> _INPUT DATA_
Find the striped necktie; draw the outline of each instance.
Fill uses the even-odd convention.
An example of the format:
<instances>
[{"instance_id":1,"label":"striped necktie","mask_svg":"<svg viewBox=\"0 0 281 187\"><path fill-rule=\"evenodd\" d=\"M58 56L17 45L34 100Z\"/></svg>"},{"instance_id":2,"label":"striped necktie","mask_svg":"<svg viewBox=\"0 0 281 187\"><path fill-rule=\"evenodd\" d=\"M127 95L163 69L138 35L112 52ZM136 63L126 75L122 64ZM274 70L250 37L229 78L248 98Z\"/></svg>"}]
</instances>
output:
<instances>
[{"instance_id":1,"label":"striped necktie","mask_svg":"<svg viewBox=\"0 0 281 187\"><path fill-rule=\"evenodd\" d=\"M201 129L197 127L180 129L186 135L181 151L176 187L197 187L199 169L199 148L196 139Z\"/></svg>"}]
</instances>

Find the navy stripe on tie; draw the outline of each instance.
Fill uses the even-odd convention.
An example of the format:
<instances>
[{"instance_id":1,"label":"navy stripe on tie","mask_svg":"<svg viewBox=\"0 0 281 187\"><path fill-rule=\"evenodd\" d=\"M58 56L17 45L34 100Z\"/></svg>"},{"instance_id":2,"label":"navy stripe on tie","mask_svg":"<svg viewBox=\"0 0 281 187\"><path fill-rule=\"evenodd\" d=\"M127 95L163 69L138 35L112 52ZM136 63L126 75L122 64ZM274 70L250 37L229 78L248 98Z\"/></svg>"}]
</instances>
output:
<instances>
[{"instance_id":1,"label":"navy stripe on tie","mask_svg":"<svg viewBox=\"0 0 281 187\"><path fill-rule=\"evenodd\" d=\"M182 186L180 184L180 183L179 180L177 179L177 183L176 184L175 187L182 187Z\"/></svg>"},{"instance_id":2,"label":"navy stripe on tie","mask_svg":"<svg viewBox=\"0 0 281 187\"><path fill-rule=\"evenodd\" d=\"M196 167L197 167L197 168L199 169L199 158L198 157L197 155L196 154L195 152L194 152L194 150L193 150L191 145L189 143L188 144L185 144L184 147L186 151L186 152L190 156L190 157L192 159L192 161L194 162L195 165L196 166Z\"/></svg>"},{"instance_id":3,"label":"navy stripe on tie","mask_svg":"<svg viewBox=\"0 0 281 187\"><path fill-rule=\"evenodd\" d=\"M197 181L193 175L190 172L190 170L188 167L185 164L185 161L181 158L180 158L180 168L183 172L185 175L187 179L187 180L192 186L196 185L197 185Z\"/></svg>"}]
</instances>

> _TASK TO COMPLETE_
Extract every line of the listing that contains the string "each". Matching is case-sensitive.

> _RESULT_
Find the striped necktie; draw the outline of each instance.
Find the navy stripe on tie; draw the outline of each instance.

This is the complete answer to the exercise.